EXTRACTED DATA:
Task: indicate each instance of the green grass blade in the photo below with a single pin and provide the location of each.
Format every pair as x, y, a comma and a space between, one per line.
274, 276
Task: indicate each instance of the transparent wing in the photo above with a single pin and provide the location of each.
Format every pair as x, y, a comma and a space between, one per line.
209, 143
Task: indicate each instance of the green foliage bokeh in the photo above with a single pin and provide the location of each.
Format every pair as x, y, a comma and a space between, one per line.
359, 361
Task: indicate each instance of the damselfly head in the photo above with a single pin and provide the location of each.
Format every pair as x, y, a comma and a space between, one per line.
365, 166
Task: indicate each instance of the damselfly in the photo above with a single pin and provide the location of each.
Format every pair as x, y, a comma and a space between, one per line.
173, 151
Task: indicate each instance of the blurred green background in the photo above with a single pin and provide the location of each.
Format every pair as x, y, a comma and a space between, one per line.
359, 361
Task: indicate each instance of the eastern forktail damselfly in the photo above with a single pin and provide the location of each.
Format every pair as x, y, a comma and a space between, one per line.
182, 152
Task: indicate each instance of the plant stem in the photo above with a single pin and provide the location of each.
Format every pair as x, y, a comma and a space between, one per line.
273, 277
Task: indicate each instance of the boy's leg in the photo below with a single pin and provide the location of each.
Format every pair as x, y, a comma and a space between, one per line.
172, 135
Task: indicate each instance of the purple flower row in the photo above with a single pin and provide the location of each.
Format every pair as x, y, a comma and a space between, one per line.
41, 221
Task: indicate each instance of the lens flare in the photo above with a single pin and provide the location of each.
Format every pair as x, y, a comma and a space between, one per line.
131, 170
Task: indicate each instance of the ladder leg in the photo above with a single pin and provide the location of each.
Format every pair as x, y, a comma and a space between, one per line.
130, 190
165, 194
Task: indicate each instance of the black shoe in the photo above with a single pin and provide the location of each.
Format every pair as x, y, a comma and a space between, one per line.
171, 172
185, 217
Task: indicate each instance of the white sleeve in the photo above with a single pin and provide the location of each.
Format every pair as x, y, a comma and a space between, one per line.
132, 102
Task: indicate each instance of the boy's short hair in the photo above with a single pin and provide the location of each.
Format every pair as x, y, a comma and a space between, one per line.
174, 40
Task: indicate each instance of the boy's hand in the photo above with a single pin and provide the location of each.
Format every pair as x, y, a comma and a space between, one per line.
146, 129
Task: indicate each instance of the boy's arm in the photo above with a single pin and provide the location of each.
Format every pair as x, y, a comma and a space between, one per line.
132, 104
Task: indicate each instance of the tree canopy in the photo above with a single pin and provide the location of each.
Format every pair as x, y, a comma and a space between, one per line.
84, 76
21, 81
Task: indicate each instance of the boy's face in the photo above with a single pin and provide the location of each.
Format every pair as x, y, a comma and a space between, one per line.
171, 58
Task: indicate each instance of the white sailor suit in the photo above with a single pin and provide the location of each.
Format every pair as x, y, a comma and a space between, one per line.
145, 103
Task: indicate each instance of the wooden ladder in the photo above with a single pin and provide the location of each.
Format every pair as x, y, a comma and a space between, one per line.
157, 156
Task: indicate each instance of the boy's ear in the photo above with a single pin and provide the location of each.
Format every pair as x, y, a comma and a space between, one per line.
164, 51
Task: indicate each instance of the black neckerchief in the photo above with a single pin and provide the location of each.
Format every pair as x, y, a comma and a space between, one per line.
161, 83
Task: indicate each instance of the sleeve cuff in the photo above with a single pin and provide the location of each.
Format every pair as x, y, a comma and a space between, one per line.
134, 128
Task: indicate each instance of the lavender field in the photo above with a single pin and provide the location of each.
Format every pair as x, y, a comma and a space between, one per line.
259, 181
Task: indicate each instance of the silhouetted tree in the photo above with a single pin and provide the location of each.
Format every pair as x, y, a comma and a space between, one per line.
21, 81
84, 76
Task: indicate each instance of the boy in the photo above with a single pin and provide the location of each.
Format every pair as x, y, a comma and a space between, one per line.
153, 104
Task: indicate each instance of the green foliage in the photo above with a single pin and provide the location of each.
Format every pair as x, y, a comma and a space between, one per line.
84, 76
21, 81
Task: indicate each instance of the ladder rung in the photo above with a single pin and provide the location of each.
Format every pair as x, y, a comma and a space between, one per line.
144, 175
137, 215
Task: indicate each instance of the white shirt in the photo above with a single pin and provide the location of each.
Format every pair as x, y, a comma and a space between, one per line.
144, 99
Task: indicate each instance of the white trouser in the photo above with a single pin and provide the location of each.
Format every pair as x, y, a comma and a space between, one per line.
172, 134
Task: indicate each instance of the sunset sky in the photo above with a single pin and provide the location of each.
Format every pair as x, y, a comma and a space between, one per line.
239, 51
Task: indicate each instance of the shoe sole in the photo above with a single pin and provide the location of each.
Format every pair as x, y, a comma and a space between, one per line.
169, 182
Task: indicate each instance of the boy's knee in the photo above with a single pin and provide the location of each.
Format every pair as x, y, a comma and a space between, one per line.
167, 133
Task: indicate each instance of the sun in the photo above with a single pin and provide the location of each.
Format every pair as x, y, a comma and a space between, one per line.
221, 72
...
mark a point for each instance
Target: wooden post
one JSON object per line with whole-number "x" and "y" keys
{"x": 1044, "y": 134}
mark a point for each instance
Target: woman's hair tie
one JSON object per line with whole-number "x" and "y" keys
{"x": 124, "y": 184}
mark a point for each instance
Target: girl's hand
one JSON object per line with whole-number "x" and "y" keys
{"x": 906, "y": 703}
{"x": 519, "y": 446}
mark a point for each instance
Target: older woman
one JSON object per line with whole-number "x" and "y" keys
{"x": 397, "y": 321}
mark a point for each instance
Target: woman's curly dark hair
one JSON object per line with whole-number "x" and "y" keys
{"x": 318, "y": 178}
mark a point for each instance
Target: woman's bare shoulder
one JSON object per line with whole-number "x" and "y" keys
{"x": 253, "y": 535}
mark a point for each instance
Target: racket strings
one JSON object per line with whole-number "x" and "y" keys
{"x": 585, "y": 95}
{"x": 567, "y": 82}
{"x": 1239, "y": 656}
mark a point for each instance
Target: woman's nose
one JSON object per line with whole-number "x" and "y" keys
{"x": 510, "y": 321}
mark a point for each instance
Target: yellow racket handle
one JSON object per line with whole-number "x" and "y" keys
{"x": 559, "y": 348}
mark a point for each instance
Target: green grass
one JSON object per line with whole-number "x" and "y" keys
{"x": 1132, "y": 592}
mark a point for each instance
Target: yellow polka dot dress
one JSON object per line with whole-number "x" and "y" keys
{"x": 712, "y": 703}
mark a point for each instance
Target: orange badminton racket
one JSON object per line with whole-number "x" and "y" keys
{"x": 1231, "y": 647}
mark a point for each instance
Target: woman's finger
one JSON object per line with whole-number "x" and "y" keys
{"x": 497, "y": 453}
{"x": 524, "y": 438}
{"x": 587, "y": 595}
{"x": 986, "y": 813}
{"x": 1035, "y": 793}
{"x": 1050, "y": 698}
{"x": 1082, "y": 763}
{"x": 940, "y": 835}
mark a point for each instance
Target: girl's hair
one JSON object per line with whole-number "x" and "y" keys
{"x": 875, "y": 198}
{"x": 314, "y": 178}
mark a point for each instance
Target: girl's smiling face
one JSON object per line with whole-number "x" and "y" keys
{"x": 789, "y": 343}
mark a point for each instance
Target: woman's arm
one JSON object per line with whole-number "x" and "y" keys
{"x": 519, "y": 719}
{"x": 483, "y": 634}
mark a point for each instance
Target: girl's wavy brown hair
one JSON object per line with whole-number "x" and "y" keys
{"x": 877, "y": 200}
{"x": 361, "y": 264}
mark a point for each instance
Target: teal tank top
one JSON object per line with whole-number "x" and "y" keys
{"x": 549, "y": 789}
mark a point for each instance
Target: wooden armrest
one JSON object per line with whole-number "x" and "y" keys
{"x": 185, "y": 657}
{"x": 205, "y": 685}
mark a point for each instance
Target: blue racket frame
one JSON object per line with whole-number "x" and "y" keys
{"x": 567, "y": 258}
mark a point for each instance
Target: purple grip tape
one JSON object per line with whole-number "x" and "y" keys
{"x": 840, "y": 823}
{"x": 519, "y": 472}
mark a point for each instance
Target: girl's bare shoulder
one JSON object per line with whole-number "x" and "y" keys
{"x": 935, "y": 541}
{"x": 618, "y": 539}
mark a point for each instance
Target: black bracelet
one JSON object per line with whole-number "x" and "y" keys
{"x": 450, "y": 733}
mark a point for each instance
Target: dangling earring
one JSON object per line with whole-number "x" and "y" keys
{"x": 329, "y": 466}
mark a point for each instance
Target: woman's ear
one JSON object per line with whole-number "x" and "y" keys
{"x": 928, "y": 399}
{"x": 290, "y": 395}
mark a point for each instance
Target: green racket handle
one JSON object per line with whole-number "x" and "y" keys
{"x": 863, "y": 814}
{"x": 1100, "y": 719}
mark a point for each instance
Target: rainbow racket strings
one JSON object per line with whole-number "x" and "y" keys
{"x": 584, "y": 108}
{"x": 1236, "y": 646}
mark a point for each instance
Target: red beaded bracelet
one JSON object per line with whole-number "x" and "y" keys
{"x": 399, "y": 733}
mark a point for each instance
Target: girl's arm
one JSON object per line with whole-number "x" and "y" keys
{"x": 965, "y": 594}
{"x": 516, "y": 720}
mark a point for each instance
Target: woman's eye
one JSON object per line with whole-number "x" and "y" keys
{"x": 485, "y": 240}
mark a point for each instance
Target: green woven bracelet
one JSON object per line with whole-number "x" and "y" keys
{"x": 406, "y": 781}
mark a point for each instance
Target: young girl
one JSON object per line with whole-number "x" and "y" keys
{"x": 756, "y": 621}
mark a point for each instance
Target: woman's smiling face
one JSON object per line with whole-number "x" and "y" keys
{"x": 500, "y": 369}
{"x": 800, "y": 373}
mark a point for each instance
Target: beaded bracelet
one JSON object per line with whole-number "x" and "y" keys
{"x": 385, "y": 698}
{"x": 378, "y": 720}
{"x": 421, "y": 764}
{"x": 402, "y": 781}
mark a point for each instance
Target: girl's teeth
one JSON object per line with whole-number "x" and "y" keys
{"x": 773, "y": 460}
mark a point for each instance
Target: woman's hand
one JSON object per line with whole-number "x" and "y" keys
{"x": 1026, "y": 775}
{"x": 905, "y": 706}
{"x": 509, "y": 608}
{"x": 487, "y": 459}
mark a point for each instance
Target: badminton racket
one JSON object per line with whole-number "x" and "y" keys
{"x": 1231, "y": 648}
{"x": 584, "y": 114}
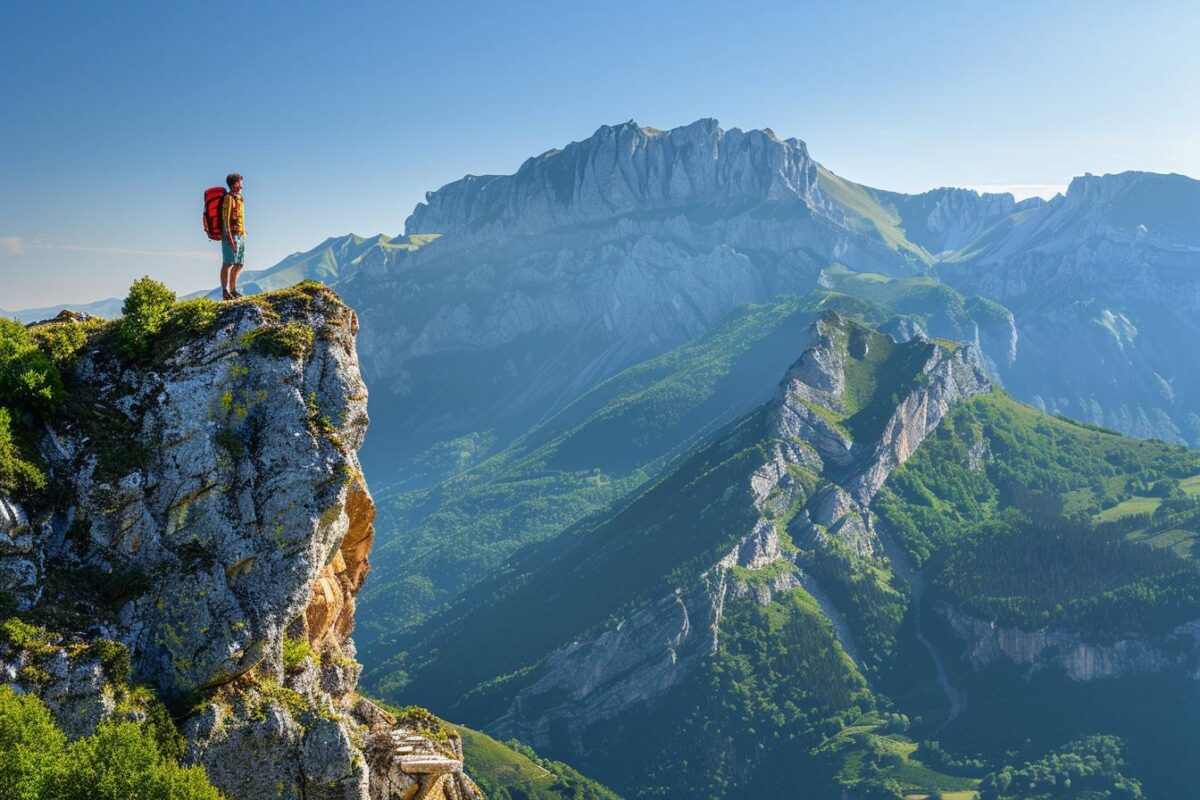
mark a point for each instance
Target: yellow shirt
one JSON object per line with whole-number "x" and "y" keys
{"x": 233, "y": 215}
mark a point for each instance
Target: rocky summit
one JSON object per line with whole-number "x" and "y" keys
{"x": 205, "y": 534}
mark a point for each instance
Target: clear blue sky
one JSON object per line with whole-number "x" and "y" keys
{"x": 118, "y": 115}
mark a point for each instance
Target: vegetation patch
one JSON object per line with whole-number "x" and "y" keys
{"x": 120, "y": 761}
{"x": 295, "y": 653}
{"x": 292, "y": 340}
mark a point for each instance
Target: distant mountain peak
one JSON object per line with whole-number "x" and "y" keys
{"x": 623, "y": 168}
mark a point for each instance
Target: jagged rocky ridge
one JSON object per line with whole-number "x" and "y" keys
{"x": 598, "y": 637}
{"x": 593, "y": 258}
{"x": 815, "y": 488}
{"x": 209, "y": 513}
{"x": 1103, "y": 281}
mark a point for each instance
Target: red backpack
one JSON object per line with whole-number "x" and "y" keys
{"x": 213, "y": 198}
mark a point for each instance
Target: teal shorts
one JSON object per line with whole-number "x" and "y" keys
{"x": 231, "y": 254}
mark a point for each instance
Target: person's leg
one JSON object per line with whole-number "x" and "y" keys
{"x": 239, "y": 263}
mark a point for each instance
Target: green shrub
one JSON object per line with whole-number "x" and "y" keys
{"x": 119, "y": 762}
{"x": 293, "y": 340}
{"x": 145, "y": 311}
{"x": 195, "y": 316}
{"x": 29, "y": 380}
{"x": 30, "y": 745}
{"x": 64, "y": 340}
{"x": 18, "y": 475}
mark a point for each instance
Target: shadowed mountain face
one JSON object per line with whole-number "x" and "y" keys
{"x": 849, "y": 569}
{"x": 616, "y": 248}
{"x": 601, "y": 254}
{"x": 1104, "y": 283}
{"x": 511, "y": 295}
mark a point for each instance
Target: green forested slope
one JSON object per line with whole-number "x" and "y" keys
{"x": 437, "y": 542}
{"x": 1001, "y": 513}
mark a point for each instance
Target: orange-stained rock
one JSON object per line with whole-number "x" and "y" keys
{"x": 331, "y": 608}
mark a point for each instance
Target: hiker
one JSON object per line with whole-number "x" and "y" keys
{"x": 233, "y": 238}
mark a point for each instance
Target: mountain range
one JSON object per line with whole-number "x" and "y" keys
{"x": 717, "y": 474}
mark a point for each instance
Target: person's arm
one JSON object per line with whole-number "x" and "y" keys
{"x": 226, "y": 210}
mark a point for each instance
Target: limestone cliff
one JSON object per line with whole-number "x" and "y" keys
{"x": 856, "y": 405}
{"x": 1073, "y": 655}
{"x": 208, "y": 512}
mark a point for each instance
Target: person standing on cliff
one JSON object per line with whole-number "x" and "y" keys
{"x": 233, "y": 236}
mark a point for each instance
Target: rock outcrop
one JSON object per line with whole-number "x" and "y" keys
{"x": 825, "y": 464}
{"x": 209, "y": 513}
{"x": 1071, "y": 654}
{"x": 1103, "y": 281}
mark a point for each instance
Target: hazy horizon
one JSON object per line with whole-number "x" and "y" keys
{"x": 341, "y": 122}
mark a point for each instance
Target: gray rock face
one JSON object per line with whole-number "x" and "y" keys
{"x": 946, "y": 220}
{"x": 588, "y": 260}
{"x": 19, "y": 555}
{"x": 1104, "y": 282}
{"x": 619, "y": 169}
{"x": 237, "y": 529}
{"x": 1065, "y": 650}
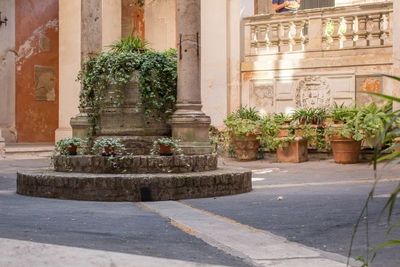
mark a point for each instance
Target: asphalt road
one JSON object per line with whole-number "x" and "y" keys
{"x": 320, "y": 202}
--
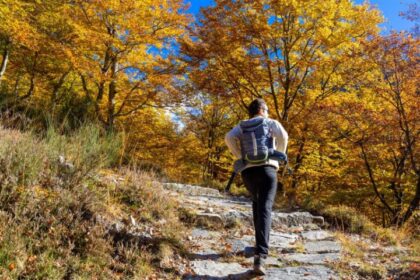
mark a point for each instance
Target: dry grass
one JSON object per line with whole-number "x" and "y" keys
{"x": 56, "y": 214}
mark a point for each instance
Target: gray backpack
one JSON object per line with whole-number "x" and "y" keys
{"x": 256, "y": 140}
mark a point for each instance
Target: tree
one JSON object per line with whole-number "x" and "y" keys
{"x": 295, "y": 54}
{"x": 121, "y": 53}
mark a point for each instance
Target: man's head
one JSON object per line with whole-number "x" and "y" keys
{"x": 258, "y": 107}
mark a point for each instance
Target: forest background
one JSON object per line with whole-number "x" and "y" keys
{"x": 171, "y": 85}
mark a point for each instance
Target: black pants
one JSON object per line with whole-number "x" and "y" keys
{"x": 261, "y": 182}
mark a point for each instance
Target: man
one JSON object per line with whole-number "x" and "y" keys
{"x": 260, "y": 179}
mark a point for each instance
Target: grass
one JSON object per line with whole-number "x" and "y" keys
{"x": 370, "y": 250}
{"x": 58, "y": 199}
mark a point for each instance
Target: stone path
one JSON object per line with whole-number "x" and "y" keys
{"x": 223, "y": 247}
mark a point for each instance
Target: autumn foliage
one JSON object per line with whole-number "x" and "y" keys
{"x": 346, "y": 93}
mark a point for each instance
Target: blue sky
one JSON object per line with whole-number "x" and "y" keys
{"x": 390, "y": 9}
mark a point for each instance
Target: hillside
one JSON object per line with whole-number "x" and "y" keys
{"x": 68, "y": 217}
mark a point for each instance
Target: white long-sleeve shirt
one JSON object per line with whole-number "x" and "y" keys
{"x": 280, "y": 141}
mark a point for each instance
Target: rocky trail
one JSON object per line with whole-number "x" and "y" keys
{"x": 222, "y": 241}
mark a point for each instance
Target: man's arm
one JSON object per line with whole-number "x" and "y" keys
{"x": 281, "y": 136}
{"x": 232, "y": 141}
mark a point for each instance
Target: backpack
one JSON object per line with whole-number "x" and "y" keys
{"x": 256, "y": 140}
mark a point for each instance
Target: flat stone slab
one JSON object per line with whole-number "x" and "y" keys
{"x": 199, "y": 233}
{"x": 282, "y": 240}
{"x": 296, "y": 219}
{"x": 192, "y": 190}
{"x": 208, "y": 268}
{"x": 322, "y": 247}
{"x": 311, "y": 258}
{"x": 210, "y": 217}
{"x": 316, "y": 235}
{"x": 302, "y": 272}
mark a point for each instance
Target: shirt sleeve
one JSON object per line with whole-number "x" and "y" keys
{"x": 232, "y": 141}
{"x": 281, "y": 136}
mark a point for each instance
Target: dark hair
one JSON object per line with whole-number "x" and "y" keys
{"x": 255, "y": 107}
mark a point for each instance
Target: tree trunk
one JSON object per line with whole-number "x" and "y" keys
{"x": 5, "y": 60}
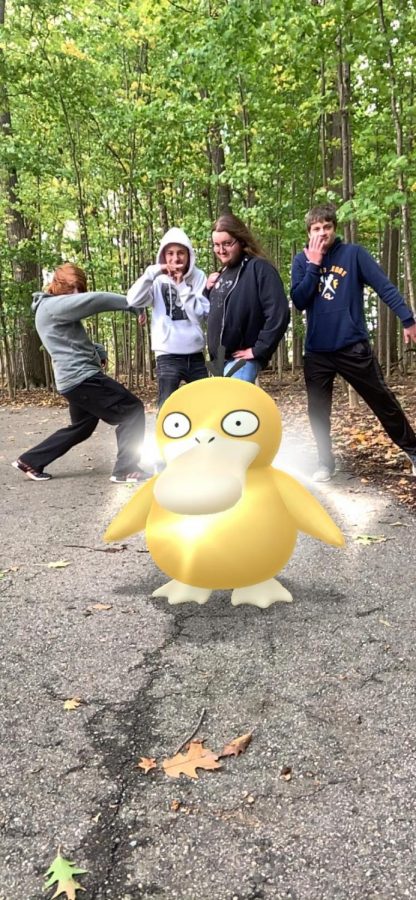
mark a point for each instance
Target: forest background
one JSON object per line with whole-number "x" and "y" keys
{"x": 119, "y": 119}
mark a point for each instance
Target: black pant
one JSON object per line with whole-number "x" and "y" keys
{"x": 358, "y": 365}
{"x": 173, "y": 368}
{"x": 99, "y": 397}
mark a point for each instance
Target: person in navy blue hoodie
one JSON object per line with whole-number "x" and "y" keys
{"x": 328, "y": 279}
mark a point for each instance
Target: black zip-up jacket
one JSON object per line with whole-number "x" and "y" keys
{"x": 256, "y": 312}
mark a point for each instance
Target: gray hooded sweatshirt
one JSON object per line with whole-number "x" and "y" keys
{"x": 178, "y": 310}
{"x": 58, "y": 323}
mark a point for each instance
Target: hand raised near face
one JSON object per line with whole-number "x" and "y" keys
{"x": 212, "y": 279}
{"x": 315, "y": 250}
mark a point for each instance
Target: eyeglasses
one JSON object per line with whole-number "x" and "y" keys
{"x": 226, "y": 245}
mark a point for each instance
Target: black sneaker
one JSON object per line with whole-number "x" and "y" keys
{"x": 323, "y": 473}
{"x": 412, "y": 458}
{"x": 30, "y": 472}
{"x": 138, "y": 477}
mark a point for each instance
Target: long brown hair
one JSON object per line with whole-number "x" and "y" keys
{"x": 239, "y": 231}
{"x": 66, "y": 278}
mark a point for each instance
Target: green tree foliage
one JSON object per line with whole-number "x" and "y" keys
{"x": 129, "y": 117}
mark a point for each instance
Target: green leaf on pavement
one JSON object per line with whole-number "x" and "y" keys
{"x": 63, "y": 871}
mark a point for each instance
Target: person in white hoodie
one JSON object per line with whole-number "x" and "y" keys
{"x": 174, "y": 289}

EXERCISE BRIEF: Across the whole listing above, count each line in which the string "shoulder" occurs; respond with that number only.

RESPONSE FOR THIS EXERCISE: 2